**INSTRUCTIONS FOR THE TASK**
Write out every line of the material as it stands, apart from the pictures.

══════════════════════════════

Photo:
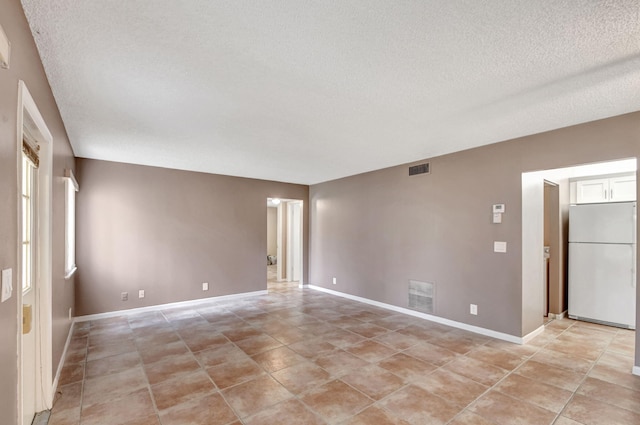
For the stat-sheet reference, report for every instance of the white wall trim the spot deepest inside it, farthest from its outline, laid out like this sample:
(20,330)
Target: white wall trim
(56,378)
(528,337)
(437,319)
(156,307)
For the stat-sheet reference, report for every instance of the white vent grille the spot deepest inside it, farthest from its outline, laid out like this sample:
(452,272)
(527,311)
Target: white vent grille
(422,296)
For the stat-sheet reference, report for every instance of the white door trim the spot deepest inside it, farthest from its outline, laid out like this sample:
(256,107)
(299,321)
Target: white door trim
(42,323)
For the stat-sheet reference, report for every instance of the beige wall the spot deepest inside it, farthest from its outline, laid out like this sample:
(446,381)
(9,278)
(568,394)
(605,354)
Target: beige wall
(375,231)
(272,227)
(167,231)
(26,66)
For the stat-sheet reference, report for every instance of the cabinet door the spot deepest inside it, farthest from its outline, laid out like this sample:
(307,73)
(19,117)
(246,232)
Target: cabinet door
(592,191)
(622,189)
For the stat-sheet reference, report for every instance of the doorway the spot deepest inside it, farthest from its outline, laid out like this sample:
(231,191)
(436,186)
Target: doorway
(533,212)
(552,239)
(34,163)
(284,243)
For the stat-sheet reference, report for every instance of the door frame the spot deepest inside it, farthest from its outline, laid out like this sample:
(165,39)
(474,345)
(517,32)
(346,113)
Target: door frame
(28,114)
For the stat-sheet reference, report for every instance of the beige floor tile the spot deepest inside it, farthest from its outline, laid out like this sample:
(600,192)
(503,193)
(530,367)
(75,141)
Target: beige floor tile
(502,409)
(468,418)
(211,409)
(336,401)
(431,353)
(562,360)
(419,407)
(456,389)
(216,356)
(257,344)
(302,377)
(154,353)
(551,375)
(407,367)
(290,412)
(340,362)
(538,393)
(179,390)
(611,394)
(589,411)
(373,381)
(371,351)
(234,372)
(251,397)
(376,416)
(279,358)
(113,364)
(116,385)
(171,367)
(135,407)
(497,357)
(397,340)
(476,370)
(313,348)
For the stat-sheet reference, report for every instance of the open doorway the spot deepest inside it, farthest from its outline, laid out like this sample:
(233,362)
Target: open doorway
(538,205)
(34,160)
(284,244)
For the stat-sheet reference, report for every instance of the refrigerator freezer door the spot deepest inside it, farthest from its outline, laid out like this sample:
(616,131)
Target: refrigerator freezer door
(603,223)
(602,283)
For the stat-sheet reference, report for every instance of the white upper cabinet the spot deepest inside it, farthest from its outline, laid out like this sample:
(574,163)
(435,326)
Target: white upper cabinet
(606,189)
(622,188)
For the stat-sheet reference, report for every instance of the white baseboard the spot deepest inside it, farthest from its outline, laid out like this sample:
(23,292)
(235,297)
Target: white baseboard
(437,319)
(156,307)
(56,379)
(558,316)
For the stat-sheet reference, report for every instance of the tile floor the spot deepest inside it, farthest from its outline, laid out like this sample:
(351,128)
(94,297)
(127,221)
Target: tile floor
(304,357)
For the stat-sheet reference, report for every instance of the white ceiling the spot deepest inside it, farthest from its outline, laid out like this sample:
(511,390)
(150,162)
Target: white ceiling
(307,91)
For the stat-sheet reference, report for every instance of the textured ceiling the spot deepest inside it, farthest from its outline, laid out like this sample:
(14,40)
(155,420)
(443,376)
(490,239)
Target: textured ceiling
(307,91)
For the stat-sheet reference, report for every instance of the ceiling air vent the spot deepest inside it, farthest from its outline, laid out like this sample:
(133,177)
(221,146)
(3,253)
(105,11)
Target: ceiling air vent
(422,296)
(419,169)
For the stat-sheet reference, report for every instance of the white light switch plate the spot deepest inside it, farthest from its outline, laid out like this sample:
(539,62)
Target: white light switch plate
(499,246)
(7,285)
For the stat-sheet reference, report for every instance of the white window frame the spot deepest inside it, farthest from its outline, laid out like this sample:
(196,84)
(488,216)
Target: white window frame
(71,187)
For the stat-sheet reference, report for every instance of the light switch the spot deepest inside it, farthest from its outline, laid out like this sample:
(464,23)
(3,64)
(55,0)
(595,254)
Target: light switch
(7,285)
(499,246)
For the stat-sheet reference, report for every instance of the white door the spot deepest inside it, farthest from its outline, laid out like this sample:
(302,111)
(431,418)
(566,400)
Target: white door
(29,279)
(622,188)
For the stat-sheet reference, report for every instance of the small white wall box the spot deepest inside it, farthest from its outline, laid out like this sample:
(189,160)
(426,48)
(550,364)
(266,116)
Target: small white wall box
(5,49)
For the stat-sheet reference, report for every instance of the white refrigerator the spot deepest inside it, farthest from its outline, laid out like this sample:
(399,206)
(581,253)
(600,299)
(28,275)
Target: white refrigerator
(602,263)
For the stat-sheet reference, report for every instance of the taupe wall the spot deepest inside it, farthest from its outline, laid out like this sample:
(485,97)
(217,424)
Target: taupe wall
(26,66)
(375,231)
(167,231)
(272,227)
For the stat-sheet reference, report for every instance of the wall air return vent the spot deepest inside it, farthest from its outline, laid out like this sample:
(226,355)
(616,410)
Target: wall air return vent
(422,296)
(419,169)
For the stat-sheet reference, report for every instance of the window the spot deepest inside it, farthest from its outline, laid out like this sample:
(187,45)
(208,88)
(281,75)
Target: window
(28,214)
(70,224)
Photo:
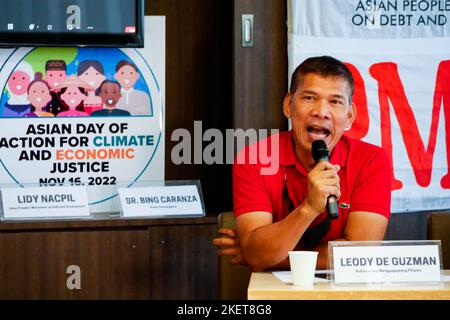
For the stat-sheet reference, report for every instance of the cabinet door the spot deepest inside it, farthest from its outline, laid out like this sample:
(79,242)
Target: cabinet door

══════════════════════════════

**PROBLEM SOLUTION**
Photo:
For the stat-sheet reference, report for every instance of the white wall trim the spot deepest inside it, farthest from its outline, laid out like this sample:
(20,330)
Target: white wall trim
(56,378)
(528,337)
(437,319)
(156,307)
For the stat-sheet reference, report for every instance of the white vent grille the spot deepest inside it, farthest from its outline, laid out like this sample:
(452,272)
(527,311)
Target: white vent grille
(422,296)
For the stat-sheet reference, report for every instance of the white door trim the spot deepest inside it, farthest from its outline, laid out like this sample:
(256,107)
(299,321)
Target: white door trim
(42,323)
For the stat-sheet reference, report for every instance of the beige wall the spot deepest inside it, farthest from its outline, laid out like this sample:
(446,381)
(9,278)
(568,394)
(605,354)
Target: beige wall
(375,231)
(272,227)
(167,231)
(26,66)
For the stat-sheet reference, report for every instance of the cabinet door the spot deepest inside it, farthest from its outline, laid out like this sample:
(307,73)
(19,117)
(246,232)
Target: cabinet door
(592,191)
(622,189)
For the stat-sheet reference, report for every instance of the doorway the spot deepest inside it, farthest from its outline, laid out like this sample:
(231,191)
(436,186)
Target: doorway
(533,212)
(552,239)
(34,163)
(284,243)
For the stat-sheet reference, report for every instance of the door frame the spot deepest inside it, farthest from its outline, laid out like this sample:
(165,39)
(474,345)
(517,32)
(346,113)
Target: door frame
(28,114)
For the stat-sheet reference, report for every instance of the beige floor tile the spot deepest inside it, farthest from its outline, laid out like this sample:
(600,192)
(503,193)
(530,367)
(75,141)
Target: beige floor tile
(502,409)
(468,418)
(211,409)
(336,401)
(431,353)
(562,360)
(419,407)
(456,389)
(216,356)
(257,344)
(302,377)
(154,353)
(551,375)
(407,367)
(290,412)
(340,362)
(538,393)
(179,390)
(611,394)
(589,411)
(373,381)
(371,351)
(234,372)
(251,397)
(376,416)
(279,358)
(113,364)
(116,385)
(171,367)
(135,407)
(497,357)
(397,340)
(476,370)
(313,348)
For the stat-sheet reference, report for every instance of the open doorway the spot deepest inside it, farthest from its outline, laid out like this sample:
(233,362)
Target: open doorway
(538,205)
(34,160)
(284,244)
For the stat-sheet reference, report for every instance of the refrigerator freezer door the spot deepest inside it, farthest from its outline, laid out like this sample:
(616,131)
Target: refrigerator freezer door
(603,223)
(602,283)
For the stat-sheet reference, report for every instance of the white upper cabinet the spot deepest inside it, farthest from its outline, laid out like this sample:
(574,163)
(435,326)
Target: white upper cabinet
(606,189)
(622,188)
For the stat-sheet reference, report for every instance of the white baseboard the spot deepest inside it, farthest from its outline, laid out like this sample:
(23,292)
(235,297)
Target: white baseboard
(437,319)
(156,307)
(56,379)
(558,316)
For the stat-sheet reference, report for every instance of the tile floor the spot deepest inside it, farthest from its outline, laid out like this sample:
(351,128)
(94,297)
(127,221)
Target: tile floor
(304,357)
For the stat-sheet reference, report for every instance of the white ceiling the spot deepest inside it, farthest from its outline, laid out like this sample:
(511,390)
(150,162)
Target: white ceiling
(307,91)
For the stat-sheet reference, report for every instance of the textured ceiling the spot deepest inside it, farthest from its outline, laid out like this sample:
(14,40)
(155,420)
(443,376)
(490,239)
Target: textured ceiling
(307,91)
For the stat-sheet reference, report for every instance of the ceiling air vent the spot deepest inside it, farthest from its outline, laid out like this sample:
(133,177)
(221,146)
(3,253)
(105,11)
Target: ceiling air vent
(422,296)
(419,169)
For the stat-sheet reference, report for every instance of the white light switch plate the spot deepest inside it, farthest from its outline, laid out like this sample:
(539,62)
Target: white light switch plate
(499,246)
(7,285)
For the stat-sheet reference, report for every instance of the white window frame the spot deepest inside it, farthest from its outline, laid out like this sample:
(196,84)
(488,216)
Target: white window frame
(71,187)
For the stat-sheet reference, report for every instance of the light switch the spot deepest inside it, farthest from its outline, laid out like this sample:
(464,23)
(3,64)
(55,0)
(595,254)
Target: light switch
(7,285)
(499,246)
For the stat-sheet reference, report for every instance of the white door the spot deepest inside it, farthest from its outline, laid out like this sample:
(302,111)
(431,418)
(566,400)
Target: white door
(29,279)
(622,188)
For the stat-sheet reference, report for every instance of the small white wall box the spot deepest inside it, farthest from its outline, laid out like this sample:
(189,160)
(426,48)
(550,364)
(266,116)
Target: small white wall box
(5,49)
For the stat-sheet reference, report for every instance of the white refrigerator the spot deepest inside it, farthest from its outline, laid out like this sample:
(399,206)
(581,253)
(600,299)
(28,275)
Target: white refrigerator
(602,263)
For the stat-sheet reference, report for every instance of the taupe wall the spot deepest inside it, farthest from its outline, laid out like this sample:
(485,97)
(217,424)
Target: taupe wall
(26,66)
(375,231)
(167,231)
(272,227)
For the stat-sheet reference, report for every instance of the wall air return vent the spot deepest inside it, farthest from its outline, laid out like this sample:
(226,355)
(616,410)
Target: wall air return vent
(422,296)
(419,169)
For the stat-sheet reference, report for every instance of the window the spot deepest inside it, farthest from its outline, laid out like this sample:
(187,45)
(208,88)
(281,75)
Target: window
(28,214)
(70,224)
Photo:
For the stat-sheet reference, report for every instance of the cabinet door the spot deepest inside it, farthest from its outline, laid out like this sample:
(79,242)
Target: cabinet door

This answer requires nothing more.